TEXT:

** start **

The constitution had been promulgated on 5 February 1857 was to come into force on 16 September 1857. Predictably there was fierce opposition from Conservatives and the Catholic Church over its anti-clerical provisions, but there were also moderate liberals, including President Ignacio Comonfort, who considered the constitution too radical and likely to trigger a civil war. The Lerdo Law forced the sale of most of the Church's rural properties. The measure was not exclusively aimed at the Catholic Church, but also Mexico's indigenous peoples, which were forced to sell sizeable portions of their communal lands. Controversy was further inflamed when the Catholic Church decreed the excommunication of civil servants who took a government-mandated oath upholding the new constitution, which left Catholic civil servants with the choice of losing their jobs or being excommunicated.
General Félix Zuloaga led army troops to the capital and closed congress and issued the Plan of Tacubaya on 17 December 1857. The constitution was nullified, President Comonfort was initially signed onto the plan and was retained in the presidency and given emergency powers. Some liberal politicians were arrested, including the president of the Supreme Court of Justice, Benito Juárez. Comonfort, hoping to establish a more moderate government, found himself triggering a civil war and began to back away from Zuloaga. On 11 January 1858, Comonfort resigned and went into exile. He was constitutionally succeeded by Juárez as president of the Supreme Court. The nation's states subsequently chose to side with either the Mexico City-based government of Zuloaga or that of Juárez, which established itself at the strategic port of Veracruz. Initial choices for one side or the other often shifted over time. The first year of the war was marked by repeated conservative victories, but the liberals remained entrenched in the nation's coastal regions, including their capital at the port of Veracruz, which gave them access to vital customs revenue that could fund their forces.

** end **

RECORDS SUPPLIED:
** start **

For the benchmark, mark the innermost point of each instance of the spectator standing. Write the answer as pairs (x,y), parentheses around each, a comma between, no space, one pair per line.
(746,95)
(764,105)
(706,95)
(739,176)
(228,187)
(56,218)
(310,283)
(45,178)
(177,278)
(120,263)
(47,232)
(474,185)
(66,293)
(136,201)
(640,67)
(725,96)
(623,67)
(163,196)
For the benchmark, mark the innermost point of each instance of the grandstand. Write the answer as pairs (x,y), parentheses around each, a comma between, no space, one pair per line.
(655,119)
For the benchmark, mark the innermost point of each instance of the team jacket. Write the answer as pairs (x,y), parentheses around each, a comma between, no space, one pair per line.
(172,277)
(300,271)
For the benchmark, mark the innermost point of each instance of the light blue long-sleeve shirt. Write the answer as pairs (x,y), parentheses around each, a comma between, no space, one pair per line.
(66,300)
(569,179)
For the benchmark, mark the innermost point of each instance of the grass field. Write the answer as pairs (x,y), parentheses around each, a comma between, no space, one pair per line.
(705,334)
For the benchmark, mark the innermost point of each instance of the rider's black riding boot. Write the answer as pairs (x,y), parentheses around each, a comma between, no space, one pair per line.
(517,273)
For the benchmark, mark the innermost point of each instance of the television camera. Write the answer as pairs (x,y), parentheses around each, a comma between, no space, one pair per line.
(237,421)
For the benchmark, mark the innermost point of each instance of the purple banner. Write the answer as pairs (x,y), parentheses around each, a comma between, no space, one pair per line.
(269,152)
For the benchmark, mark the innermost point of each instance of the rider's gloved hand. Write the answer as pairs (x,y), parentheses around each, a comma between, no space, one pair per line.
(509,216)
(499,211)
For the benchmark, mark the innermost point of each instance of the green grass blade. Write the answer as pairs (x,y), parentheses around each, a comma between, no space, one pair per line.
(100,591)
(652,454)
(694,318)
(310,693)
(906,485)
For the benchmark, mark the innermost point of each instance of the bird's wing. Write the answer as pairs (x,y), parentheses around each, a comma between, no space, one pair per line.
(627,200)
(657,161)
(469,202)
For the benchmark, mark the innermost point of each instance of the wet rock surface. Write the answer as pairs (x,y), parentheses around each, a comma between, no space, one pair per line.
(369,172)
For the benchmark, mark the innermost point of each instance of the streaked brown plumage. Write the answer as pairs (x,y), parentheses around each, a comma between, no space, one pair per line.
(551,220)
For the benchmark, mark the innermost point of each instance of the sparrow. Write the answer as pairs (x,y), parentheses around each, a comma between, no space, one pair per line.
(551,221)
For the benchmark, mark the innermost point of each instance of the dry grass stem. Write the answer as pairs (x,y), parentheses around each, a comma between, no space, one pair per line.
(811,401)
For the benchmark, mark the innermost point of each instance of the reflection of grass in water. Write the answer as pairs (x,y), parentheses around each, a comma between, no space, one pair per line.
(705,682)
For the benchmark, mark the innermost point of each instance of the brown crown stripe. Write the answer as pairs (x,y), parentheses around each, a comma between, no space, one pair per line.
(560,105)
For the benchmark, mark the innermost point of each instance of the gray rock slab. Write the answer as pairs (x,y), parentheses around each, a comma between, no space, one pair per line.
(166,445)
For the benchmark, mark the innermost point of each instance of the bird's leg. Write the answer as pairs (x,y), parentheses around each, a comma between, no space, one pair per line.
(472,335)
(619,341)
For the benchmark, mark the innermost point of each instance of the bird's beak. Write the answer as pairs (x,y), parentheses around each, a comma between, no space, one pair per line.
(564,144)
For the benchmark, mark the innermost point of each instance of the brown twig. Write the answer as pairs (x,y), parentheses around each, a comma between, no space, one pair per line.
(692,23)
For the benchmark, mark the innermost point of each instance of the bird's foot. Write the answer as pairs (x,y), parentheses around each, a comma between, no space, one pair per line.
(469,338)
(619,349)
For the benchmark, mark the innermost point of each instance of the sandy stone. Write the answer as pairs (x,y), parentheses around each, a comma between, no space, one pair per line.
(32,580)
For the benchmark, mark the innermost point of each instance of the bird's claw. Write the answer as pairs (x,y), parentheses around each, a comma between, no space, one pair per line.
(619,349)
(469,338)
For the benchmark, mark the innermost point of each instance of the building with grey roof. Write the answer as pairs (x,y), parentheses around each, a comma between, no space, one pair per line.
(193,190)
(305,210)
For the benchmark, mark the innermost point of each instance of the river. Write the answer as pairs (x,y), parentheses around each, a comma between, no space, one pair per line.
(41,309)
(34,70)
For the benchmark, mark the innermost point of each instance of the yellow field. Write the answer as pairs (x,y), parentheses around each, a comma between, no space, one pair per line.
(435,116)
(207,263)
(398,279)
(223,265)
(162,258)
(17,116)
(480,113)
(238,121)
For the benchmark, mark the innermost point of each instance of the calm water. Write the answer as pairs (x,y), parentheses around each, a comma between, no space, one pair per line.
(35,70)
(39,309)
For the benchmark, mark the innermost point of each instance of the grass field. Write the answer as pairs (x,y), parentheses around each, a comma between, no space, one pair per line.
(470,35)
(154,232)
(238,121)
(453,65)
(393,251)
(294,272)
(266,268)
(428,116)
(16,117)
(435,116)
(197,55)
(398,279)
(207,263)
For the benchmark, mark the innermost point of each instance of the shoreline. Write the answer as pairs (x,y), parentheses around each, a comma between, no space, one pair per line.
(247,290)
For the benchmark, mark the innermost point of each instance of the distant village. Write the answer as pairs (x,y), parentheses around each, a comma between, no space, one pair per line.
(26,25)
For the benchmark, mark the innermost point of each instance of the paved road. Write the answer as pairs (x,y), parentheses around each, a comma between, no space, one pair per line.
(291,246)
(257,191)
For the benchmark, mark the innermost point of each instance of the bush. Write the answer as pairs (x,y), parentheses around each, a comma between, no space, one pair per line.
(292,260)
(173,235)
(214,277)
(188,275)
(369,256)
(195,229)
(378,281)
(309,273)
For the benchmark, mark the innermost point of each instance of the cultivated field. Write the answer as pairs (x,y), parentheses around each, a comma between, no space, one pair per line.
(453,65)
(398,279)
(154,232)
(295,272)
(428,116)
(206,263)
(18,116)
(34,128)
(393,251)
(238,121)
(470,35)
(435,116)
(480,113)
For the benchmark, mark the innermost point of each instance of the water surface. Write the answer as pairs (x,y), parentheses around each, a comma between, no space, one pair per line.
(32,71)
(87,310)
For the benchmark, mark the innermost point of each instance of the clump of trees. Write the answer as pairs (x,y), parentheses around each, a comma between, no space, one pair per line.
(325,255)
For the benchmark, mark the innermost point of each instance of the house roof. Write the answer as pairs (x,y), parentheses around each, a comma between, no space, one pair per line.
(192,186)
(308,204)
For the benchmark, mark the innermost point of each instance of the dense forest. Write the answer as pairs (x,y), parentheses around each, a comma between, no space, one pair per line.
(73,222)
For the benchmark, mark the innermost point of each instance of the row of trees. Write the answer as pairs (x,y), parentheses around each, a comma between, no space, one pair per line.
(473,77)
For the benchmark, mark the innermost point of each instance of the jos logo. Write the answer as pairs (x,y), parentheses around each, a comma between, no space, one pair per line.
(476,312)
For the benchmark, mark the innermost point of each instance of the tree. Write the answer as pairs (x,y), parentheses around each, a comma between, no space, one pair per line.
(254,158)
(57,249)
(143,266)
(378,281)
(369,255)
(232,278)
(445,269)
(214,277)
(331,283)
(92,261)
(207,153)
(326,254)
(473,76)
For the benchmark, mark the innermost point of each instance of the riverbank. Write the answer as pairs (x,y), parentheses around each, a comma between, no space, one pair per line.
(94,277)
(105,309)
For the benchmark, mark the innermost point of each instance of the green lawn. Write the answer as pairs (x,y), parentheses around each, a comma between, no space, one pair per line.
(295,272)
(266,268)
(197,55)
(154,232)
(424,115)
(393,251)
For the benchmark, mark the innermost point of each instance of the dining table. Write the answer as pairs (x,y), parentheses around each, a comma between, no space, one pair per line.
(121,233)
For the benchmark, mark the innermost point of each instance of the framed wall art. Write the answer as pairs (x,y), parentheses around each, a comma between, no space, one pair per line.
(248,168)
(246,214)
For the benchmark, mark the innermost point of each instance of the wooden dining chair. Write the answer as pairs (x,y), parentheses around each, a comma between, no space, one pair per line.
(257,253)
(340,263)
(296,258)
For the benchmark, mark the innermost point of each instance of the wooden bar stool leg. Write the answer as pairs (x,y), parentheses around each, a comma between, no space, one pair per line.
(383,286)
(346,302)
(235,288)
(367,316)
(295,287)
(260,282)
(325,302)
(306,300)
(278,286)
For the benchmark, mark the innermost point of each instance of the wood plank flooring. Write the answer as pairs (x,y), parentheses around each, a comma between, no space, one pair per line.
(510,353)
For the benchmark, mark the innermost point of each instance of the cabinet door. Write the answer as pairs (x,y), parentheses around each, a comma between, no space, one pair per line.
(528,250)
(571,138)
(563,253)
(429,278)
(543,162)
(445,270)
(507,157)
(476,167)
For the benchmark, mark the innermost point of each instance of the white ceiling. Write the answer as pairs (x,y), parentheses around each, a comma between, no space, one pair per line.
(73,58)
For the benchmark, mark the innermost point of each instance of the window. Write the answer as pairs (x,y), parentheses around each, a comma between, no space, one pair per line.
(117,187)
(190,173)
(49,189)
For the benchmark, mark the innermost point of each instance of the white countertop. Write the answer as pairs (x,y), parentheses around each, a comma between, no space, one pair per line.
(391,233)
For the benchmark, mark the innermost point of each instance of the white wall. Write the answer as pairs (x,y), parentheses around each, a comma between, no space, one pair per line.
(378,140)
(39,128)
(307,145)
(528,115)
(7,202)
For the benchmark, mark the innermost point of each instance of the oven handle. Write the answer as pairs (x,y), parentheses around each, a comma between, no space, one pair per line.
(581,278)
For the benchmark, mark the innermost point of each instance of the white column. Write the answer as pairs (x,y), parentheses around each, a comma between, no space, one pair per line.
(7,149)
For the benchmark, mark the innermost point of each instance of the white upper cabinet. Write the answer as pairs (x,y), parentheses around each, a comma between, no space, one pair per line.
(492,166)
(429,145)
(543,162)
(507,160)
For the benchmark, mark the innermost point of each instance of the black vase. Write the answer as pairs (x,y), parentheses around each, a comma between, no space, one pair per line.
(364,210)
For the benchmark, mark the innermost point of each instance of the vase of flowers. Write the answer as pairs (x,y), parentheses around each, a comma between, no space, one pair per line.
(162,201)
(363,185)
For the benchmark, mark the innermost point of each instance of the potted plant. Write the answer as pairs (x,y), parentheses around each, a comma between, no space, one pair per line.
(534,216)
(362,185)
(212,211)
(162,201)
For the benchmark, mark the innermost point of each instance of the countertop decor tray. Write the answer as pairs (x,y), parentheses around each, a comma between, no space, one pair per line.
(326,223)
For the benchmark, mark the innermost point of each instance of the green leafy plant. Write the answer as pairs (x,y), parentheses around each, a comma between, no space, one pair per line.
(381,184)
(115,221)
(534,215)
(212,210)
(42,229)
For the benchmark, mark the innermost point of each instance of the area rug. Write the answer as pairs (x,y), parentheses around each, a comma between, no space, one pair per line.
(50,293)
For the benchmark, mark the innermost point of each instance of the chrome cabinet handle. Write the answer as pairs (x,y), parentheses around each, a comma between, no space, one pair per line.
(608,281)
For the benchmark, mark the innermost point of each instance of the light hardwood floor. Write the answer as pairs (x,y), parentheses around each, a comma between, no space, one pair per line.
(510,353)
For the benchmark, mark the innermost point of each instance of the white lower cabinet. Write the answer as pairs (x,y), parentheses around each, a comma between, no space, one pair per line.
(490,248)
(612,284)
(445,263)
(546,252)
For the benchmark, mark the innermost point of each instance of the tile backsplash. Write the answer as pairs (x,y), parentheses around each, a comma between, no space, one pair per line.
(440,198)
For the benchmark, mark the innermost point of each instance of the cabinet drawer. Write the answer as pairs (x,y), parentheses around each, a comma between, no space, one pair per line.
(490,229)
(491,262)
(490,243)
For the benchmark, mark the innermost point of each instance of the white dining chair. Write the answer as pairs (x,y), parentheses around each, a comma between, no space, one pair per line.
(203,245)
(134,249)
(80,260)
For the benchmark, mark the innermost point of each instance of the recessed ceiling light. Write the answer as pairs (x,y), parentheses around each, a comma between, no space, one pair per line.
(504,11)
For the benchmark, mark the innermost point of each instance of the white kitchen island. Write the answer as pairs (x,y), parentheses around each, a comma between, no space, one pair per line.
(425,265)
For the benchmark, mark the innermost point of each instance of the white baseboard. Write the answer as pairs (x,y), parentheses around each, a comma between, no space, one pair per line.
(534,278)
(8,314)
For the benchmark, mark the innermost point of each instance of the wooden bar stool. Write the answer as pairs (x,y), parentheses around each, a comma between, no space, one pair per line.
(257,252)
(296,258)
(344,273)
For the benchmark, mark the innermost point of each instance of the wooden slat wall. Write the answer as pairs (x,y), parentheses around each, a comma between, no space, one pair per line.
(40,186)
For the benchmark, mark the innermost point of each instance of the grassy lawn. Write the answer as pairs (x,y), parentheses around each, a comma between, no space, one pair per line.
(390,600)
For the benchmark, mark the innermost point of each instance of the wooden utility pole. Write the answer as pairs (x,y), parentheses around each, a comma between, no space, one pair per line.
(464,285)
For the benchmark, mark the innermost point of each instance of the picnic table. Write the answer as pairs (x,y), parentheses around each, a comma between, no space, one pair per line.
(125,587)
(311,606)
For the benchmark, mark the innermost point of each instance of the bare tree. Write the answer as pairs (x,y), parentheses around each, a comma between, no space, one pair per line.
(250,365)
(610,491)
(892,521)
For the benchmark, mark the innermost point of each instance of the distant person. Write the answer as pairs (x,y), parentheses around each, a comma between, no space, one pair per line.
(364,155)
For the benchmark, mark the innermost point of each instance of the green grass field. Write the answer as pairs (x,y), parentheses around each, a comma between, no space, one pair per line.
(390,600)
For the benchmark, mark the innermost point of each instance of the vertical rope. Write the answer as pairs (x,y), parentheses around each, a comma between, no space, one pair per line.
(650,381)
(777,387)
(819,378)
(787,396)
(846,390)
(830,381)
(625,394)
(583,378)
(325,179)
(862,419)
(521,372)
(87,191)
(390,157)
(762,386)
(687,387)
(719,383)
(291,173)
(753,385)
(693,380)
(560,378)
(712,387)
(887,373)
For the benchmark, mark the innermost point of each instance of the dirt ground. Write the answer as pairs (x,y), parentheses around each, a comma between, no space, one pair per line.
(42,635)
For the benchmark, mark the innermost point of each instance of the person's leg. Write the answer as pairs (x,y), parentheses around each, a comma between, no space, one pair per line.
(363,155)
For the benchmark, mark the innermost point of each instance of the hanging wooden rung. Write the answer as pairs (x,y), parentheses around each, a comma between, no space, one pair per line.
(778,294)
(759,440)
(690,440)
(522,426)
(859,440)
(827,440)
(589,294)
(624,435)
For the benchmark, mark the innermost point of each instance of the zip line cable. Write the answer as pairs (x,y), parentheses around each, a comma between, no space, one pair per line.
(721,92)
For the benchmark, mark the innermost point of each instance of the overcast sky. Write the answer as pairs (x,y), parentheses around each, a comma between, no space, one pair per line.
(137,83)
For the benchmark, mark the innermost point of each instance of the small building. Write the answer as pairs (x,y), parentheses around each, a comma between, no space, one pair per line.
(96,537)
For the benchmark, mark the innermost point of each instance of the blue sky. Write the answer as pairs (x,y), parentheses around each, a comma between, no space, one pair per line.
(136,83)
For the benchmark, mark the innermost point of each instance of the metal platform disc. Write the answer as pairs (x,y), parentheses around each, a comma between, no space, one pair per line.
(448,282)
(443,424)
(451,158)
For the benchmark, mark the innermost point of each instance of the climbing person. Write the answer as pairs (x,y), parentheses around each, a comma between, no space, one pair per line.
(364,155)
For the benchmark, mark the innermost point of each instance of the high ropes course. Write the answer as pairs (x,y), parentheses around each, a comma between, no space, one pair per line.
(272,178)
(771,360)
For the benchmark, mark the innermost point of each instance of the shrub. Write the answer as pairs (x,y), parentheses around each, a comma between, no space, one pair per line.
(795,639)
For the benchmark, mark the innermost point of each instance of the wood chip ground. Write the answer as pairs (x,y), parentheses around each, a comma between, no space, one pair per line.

** end **

WRITTEN TASKS:
(A) Decide whether each statement below agrees with the passage on Mexico's 1857 constitution. Answer yes or no for each, and quote the words of the passage that settle it.
(i) The Lerdo Law was aimed only at the Catholic Church.
(ii) Comonfort resigned and went into exile on 11 January 1858.
(iii) The conservatives suffered repeated defeats in the first year of the war.
(B) Extend the passage on Mexico's 1857 constitution and the civil war that followed, picking up after its final sentence.

OUTPUTS IN ORDER:
(A)
(i) No. "The measure was not exclusively aimed at the Catholic Church, but also Mexico's indigenous peoples, which were forced to sell sizeable portions of their communal lands."
(ii) Yes. "On 11 January 1858, Comonfort resigned and went into exile."
(iii) No. "The first year of the war was marked by repeated conservative victories"

(B)
Both governments attained international recognition, the liberals by the United States and the conservatives by France, the United Kingdom, and Spain. The liberals negotiated the McLane–Ocampo Treaty with the United States in 1859. If ratified the treaty would have given the liberal regime cash, but it would have also granted the United States perpetual military and economic rights on Mexican territory. The treaty failed to pass in the U.S. Senate, but the U.S. Navy still helped protect Juárez's government in Veracruz.
Liberals accumulated victories on the battlefield until conservative forces surrendered on 22 December 1860. Juárez returned to Mexico City on 11 January 1861 and held presidential elections in March. Although the conservative forces lost the war, guerrillas remained active in the countryside and later joined the upcoming French intervention to help establish the Second Mexican Empire.
After achieving independence in 1821, Mexico was alternatively governed by both liberal and conservative coalitions. The original Constitution of 1824 established the federalist system championed by the liberals, with the states holding sovereign power and the central government being weak. The brief liberal administration of Valentín Gómez Farías attempted to implement anti-clerical measures as early as 1833. The government closed church schools, assumed the right to make clerical appointments to the Catholic Church, and shut down monasteries. The ensuing backlash would result in Gómez Farías's government being overthrown and conservatives established a Centralist Republic in 1835 that lasted until the outbreak of the Mexican–American War in 1846.
In 1854 there was a liberal revolt, known as the Plan of Ayutla, against the dictatorship of Antonio López de Santa Anna. A coalition of liberals, including Benito Juárez, then governor of Oaxaca, and Melchor Ocampo of Michoacán overthrew Santa Anna, and the presidency passed on to the liberal caudillo Juan Álvarez.
Juan Álvarez assumed power in November 1855. His cabinet was radical and included the prominent liberals Benito Juárez, Miguel Lerdo de Tejada, Melchor Ocampo, and Guillermo Prieto, but also the more moderate Ignacio Comonfort.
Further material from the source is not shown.